◆ Task prompt ◆
Retype part of the channeling post word for word, starting at the words "I had to step" and ending after "energy feels like.".

“How Do You Know It Isn’t a Demon?”

NOTE: Because I like to be clear and honest, I want to point out that the dialogue in this post is paraphrased.

At a fair in which I participated recently, I was talking with the woman at the table beside me about the services I offer. I mentioned that I would be offering channeling beginning this summer, and she seemed a little upset. “How do you know it’s safe? What precautions are you taking?”

I didn’t have an answer for that right off the bat. I’ve known my guides since I was very young, so young I couldn’t quite conceptualize what they were or what their names were. (I called the three primary ones “Big John, Little John, and Jesus.” I was three. Names weren’t my strong point.) I told her this, and she said, “Well, you know, demons have a way of getting to people who’ve suffered trauma and making the person think they’re good when they aren’t.”

I had to step away from the conversation for a few minutes. First of all, weird as it may sound, in the course of my work with my mentor years ago, I encountered a couple of demons. One was masquerading as a guide who treated their “host” like shit. The other’s energy clung to me after I did a Chios Energy Healing session on someone, and until my mentor recognized the situation, I was physically ill and in a seriously crappy mood. So I have a pretty good sense of what demonic energy feels like.

Second, as I said, I’ve known my guides most of my life. I’ve worked with Shiva in previous lives. Apparently one of my other guides–a spirit guide–and I were friends and partners in his last incarnate lifetime, a few hundred years ago. I know how their energy feels, too. Warm, loving, patient even when I’m being kind of hard to deal with. They’ve kept me alive for almost 49 years. They guide me, as their label would imply, and keep me going on the right path for me even when I’m ready to give up.

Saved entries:
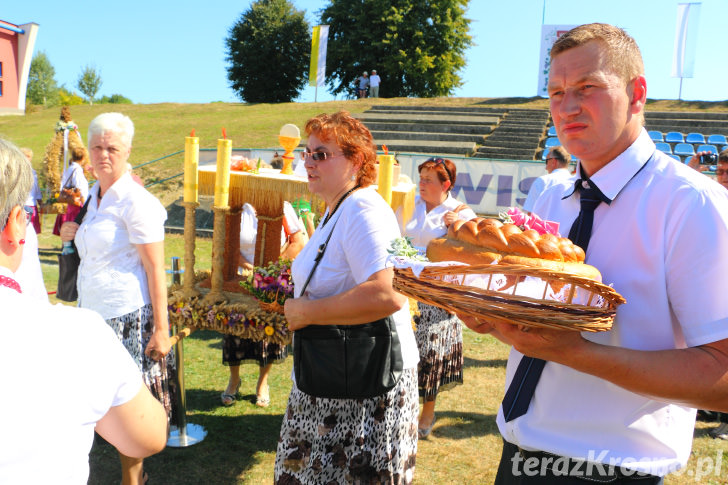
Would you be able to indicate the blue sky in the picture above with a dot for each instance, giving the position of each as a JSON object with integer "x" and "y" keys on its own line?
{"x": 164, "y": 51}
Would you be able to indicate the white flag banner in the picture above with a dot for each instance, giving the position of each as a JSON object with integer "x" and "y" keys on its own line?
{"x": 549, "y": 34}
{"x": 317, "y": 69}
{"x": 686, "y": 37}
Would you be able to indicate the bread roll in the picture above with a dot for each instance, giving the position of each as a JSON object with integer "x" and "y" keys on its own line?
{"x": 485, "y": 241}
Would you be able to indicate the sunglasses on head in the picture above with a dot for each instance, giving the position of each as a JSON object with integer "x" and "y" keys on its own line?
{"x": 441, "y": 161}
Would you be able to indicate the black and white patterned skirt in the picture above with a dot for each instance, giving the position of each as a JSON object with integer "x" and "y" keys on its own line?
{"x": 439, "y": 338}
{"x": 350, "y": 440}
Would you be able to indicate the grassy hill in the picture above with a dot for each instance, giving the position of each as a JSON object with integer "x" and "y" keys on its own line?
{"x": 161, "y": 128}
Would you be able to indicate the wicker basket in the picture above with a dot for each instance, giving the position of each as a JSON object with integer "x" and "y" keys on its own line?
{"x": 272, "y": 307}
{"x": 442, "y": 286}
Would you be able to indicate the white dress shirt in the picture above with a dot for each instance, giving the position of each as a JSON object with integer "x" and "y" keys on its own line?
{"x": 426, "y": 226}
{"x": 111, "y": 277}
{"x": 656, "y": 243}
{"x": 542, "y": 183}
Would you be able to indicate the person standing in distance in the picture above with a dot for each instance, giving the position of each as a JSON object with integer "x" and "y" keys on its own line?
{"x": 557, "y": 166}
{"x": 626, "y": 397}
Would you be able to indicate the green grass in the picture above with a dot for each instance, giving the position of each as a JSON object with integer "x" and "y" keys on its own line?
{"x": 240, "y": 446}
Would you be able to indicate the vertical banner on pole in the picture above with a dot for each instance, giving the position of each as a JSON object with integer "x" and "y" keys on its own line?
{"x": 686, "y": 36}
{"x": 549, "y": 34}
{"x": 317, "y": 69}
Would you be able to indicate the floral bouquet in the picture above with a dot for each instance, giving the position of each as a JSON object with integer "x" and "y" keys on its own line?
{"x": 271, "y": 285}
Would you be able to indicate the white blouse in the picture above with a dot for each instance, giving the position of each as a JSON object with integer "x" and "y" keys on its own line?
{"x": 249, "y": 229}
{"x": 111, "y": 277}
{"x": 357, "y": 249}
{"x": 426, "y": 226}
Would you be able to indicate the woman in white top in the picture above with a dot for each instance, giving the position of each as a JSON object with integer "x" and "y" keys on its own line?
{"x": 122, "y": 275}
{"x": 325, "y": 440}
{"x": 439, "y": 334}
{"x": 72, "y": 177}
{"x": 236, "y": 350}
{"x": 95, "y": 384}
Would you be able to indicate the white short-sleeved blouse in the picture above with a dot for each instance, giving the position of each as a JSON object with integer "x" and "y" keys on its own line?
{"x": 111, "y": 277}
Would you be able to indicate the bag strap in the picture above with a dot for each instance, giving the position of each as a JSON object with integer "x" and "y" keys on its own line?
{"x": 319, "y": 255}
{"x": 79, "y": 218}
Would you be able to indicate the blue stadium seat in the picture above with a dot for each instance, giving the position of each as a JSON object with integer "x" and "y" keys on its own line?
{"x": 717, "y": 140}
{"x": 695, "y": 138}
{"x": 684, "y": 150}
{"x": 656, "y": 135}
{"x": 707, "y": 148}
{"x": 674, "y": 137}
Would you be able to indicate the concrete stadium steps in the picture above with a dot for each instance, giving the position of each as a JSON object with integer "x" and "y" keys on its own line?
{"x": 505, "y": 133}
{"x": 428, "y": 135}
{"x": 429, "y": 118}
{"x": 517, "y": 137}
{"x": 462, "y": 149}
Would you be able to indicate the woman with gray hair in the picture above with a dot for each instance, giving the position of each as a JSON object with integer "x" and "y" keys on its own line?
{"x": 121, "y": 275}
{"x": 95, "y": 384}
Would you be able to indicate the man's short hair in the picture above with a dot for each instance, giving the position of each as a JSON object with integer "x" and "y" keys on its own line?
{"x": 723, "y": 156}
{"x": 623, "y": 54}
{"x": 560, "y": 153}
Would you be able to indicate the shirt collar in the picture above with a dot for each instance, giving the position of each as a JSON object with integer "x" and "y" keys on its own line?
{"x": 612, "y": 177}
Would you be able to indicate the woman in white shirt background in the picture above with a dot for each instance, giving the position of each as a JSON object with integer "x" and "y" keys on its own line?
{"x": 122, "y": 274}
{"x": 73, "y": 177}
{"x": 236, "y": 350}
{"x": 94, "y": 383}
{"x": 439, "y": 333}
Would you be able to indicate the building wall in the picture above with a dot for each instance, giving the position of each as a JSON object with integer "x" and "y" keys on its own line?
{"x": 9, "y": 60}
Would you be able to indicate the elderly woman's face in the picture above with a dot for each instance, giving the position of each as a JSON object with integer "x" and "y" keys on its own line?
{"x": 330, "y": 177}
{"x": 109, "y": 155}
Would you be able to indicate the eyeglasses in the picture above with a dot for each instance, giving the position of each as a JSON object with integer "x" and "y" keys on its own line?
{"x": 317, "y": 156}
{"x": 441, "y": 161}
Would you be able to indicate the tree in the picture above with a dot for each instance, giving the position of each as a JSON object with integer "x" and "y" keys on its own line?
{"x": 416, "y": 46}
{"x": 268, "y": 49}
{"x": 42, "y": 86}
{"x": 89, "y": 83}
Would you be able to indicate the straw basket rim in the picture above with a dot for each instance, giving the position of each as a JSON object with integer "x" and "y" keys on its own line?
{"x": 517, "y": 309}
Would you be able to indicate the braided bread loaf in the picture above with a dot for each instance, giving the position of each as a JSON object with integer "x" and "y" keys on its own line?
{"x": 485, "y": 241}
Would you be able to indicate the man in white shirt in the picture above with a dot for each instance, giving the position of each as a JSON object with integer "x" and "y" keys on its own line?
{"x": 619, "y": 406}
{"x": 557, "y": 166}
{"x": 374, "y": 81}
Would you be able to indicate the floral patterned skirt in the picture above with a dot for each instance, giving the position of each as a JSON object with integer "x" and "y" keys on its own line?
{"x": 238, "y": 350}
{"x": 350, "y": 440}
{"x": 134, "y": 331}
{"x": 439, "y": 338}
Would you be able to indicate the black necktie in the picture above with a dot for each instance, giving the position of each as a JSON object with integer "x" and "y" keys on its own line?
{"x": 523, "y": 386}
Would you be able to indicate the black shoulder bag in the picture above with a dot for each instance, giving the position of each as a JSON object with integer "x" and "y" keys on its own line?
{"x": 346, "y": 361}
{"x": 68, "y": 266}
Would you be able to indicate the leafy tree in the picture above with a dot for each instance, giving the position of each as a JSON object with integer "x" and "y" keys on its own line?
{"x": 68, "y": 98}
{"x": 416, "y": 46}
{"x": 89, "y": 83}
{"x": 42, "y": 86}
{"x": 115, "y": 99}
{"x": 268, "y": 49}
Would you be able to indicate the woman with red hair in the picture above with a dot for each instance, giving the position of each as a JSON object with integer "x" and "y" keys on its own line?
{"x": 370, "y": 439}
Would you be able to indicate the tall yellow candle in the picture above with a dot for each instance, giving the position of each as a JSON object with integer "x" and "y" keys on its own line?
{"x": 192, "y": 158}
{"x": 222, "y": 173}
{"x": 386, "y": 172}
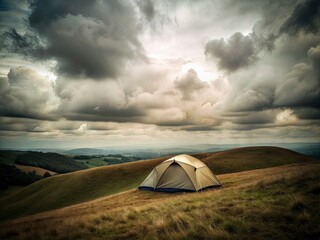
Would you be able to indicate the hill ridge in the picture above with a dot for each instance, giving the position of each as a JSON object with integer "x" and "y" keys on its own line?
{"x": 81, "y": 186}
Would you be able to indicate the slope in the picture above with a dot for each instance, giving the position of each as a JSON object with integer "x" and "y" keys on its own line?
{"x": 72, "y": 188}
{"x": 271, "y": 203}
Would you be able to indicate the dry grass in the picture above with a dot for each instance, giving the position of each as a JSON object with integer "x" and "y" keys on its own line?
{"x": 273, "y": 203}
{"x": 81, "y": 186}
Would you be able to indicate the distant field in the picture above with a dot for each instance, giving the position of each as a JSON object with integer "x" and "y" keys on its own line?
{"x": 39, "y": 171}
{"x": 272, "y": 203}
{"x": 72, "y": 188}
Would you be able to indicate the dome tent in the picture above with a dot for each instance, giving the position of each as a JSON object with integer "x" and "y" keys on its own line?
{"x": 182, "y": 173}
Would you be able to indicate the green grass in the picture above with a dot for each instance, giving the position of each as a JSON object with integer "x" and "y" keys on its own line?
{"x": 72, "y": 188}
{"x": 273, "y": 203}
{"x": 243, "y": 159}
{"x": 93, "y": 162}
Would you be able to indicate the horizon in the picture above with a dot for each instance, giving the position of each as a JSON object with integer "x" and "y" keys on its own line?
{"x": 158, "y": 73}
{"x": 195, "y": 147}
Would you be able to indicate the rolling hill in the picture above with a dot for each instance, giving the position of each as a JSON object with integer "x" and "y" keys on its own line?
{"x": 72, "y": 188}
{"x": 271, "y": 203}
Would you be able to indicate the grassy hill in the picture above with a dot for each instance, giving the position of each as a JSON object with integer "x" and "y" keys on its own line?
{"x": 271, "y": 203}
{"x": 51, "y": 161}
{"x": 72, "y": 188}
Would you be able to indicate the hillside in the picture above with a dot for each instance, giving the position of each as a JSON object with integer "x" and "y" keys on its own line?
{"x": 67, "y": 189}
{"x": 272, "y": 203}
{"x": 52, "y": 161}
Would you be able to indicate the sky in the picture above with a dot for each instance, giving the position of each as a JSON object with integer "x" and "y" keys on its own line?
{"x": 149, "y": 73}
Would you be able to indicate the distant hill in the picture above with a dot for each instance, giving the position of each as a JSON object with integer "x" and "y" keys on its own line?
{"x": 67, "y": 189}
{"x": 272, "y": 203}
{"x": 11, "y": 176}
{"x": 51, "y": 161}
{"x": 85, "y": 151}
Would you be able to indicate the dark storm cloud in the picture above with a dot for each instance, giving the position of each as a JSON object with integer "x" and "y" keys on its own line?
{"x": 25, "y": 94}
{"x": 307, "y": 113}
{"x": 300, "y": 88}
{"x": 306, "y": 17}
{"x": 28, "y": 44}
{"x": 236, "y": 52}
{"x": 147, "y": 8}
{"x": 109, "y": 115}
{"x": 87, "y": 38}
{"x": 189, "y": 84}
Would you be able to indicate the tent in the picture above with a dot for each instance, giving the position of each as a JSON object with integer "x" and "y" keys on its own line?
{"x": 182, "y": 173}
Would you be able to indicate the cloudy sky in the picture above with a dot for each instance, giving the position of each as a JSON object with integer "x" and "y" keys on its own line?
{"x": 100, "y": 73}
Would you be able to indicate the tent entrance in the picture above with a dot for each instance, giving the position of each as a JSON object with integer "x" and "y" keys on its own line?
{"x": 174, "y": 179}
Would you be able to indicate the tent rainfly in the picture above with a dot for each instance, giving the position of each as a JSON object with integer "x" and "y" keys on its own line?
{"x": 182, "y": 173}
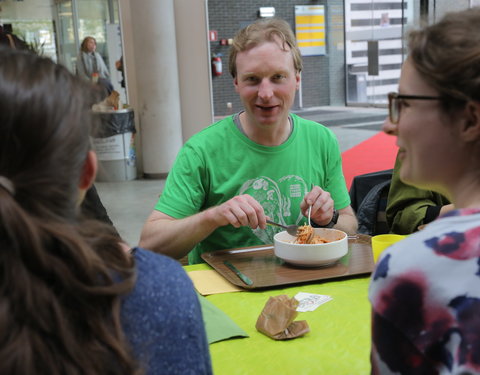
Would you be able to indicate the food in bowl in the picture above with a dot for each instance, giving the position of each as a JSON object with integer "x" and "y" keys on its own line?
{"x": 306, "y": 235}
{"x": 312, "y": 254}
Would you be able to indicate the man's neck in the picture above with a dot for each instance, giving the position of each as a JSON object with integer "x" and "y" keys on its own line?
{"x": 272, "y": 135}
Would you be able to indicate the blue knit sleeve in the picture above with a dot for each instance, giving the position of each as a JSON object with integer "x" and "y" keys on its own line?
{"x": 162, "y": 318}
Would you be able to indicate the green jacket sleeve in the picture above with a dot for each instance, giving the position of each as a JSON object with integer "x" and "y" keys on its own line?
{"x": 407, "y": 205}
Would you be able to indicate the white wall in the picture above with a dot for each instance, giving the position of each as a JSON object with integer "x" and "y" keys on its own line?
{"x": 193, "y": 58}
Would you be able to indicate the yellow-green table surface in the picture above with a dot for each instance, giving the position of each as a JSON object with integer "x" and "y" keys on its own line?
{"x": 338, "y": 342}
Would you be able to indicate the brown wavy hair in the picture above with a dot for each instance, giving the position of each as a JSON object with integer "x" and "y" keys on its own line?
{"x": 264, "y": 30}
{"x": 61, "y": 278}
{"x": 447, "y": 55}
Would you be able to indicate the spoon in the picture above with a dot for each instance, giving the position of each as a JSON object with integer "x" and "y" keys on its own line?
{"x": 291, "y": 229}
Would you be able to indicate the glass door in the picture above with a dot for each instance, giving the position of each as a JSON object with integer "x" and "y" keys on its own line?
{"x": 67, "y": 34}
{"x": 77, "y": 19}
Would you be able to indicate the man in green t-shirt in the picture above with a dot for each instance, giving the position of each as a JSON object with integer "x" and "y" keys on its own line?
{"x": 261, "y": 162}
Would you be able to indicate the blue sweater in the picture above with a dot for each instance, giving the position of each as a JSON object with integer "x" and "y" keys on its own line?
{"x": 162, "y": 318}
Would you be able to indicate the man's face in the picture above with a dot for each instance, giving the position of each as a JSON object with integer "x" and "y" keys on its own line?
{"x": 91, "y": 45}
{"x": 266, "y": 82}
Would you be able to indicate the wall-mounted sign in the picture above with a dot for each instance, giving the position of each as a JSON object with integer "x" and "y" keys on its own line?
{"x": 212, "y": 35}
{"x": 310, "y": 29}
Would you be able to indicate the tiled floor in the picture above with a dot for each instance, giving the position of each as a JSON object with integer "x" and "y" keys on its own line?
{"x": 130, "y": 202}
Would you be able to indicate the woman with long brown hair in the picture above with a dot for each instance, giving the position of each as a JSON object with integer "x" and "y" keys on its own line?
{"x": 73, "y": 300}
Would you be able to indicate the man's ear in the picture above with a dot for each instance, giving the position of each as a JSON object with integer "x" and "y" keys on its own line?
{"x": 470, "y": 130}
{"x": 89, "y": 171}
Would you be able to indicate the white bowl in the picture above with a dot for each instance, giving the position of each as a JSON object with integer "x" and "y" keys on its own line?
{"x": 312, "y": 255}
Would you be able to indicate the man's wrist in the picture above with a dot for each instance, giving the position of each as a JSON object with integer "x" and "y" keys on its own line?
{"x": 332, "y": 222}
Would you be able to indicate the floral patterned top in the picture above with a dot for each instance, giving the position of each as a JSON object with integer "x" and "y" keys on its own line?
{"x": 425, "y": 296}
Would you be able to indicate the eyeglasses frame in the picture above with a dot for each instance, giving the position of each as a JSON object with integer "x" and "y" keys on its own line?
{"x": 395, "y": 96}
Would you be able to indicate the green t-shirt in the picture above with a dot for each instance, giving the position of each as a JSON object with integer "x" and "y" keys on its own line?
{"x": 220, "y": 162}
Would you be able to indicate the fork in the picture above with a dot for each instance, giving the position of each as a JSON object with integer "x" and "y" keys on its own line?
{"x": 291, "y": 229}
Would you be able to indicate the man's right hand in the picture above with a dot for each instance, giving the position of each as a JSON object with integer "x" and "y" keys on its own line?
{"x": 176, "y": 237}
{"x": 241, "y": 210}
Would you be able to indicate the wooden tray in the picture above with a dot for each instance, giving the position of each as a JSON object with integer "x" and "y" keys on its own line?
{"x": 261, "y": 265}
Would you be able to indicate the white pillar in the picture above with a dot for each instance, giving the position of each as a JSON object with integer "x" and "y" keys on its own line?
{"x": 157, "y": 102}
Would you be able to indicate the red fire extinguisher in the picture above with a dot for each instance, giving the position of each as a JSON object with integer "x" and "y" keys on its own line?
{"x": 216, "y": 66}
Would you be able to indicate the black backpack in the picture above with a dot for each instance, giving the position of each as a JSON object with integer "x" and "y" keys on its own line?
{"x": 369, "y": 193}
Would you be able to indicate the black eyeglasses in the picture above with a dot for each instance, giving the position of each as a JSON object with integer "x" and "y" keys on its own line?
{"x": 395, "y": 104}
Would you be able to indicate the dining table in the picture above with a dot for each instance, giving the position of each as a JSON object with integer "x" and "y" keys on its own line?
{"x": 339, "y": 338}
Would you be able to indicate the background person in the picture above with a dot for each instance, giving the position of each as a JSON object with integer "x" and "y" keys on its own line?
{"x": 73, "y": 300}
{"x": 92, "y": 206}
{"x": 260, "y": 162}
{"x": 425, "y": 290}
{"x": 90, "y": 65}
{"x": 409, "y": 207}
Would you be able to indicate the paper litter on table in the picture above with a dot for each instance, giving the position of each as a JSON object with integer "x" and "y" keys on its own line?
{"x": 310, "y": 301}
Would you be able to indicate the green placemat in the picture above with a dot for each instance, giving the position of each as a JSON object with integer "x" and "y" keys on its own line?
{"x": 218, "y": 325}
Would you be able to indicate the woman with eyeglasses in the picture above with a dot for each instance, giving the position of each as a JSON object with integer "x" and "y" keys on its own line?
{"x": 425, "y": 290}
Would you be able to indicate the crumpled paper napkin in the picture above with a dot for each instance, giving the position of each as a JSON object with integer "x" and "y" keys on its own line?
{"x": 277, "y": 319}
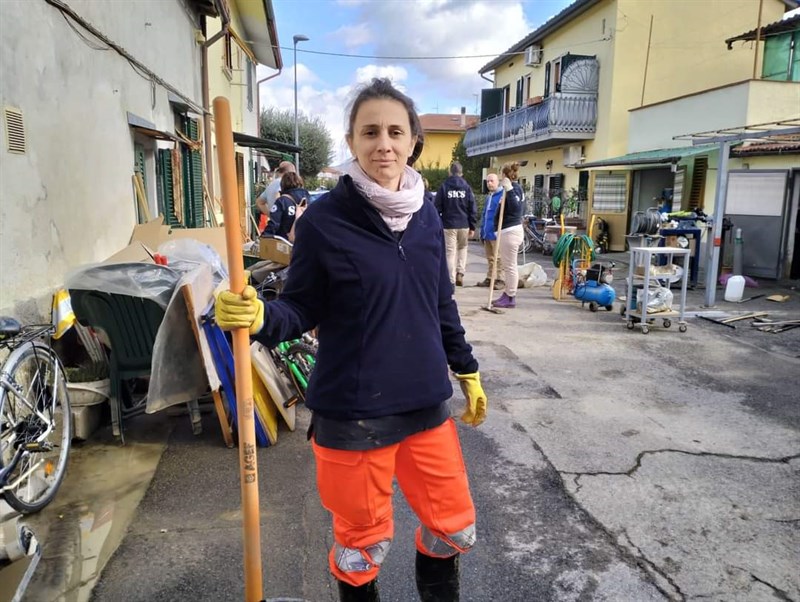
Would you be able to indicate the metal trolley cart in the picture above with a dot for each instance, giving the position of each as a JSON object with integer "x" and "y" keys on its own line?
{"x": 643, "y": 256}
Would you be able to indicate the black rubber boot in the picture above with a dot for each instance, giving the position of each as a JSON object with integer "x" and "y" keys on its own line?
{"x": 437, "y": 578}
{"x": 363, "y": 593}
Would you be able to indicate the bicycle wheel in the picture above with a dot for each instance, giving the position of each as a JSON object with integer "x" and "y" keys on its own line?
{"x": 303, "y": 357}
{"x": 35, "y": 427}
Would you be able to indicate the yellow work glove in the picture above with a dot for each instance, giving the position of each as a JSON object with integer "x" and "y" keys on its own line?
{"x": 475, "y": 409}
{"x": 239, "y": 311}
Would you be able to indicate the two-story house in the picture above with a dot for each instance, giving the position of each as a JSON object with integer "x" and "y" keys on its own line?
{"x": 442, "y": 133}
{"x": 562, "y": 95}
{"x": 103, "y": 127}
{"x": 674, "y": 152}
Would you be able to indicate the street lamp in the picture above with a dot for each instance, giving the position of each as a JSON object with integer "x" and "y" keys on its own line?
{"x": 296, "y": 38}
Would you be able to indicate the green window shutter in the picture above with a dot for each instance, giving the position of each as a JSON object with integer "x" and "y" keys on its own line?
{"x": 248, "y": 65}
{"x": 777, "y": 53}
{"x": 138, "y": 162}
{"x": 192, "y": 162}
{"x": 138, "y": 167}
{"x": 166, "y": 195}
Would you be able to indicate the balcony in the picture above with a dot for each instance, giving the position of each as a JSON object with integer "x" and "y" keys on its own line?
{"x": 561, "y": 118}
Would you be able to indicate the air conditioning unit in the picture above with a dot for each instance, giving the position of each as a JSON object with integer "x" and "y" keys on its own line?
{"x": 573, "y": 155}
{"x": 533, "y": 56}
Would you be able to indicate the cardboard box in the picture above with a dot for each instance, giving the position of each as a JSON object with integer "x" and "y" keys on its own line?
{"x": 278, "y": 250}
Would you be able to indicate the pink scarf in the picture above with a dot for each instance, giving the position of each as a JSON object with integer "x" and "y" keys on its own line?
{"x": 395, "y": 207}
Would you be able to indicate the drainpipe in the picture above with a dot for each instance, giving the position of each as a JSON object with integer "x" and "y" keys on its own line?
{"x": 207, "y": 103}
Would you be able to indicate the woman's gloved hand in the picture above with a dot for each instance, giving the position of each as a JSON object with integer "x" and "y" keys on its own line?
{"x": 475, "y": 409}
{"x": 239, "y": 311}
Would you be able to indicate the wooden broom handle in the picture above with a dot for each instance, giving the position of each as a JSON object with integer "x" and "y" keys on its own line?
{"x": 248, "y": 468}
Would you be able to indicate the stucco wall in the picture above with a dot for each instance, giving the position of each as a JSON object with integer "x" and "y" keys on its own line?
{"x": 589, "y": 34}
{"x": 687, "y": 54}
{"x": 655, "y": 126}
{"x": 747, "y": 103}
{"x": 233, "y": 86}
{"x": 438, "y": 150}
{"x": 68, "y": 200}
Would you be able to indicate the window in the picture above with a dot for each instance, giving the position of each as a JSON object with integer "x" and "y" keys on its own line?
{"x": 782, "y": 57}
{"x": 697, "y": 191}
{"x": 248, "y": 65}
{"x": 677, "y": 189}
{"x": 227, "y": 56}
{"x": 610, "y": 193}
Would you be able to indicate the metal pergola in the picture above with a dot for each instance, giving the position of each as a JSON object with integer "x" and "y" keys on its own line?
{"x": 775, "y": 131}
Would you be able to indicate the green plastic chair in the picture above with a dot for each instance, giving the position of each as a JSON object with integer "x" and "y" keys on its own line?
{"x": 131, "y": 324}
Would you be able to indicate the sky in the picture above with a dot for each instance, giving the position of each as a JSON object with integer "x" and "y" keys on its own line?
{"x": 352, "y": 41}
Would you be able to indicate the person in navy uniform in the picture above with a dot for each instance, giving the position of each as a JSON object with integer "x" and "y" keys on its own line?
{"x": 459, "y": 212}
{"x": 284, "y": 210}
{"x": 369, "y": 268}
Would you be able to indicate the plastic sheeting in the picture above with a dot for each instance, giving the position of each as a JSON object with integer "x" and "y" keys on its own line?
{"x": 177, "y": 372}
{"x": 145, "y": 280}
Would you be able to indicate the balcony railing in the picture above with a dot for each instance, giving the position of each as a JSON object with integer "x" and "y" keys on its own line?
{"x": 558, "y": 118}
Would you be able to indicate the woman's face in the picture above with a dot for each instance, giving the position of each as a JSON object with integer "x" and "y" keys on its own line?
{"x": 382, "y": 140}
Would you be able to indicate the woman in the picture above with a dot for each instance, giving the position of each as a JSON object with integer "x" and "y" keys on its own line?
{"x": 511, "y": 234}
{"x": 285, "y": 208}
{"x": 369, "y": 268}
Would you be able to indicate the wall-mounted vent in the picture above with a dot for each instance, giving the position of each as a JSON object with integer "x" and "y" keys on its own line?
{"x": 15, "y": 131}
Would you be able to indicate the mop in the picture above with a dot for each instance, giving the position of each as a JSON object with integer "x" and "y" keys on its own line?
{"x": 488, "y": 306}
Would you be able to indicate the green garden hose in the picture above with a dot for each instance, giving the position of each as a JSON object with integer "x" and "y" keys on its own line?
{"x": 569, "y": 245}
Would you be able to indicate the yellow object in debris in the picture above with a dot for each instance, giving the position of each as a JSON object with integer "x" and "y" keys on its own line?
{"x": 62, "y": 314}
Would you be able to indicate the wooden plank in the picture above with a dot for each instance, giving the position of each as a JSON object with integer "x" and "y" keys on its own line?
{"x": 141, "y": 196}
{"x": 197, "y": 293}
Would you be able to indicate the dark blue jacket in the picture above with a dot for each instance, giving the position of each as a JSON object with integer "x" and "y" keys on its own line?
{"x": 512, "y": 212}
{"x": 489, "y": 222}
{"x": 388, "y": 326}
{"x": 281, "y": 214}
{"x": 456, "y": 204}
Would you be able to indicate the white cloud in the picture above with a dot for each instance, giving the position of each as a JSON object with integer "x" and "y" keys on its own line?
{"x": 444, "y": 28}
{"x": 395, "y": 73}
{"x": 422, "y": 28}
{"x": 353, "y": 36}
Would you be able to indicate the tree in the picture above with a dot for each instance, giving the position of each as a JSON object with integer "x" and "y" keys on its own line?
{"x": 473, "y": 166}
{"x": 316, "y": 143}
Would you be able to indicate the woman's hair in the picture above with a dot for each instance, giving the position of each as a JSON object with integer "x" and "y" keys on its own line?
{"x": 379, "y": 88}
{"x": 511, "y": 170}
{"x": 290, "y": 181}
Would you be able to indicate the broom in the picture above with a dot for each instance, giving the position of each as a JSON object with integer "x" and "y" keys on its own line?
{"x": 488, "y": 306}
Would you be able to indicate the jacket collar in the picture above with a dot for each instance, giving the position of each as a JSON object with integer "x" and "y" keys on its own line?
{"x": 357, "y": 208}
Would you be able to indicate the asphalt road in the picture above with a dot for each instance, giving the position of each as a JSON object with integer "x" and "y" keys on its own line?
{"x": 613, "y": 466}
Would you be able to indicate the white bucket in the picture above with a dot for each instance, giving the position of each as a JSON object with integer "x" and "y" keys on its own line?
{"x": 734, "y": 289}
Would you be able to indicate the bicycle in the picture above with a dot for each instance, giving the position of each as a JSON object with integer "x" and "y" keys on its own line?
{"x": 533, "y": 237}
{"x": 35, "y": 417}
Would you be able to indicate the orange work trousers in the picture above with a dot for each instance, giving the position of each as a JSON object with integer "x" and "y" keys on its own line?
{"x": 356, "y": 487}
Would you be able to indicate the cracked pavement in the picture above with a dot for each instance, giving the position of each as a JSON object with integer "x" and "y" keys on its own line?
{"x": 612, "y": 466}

◆ Expected answer ◆
I had to step away from the conversation for a few minutes. First of all, weird as it may sound, in the course of my work with my mentor years ago, I encountered a couple of demons. One was masquerading as a guide who treated their “host” like shit. The other’s energy clung to me after I did a Chios Energy Healing session on someone, and until my mentor recognized the situation, I was physically ill and in a seriously crappy mood. So I have a pretty good sense of what demonic energy feels like.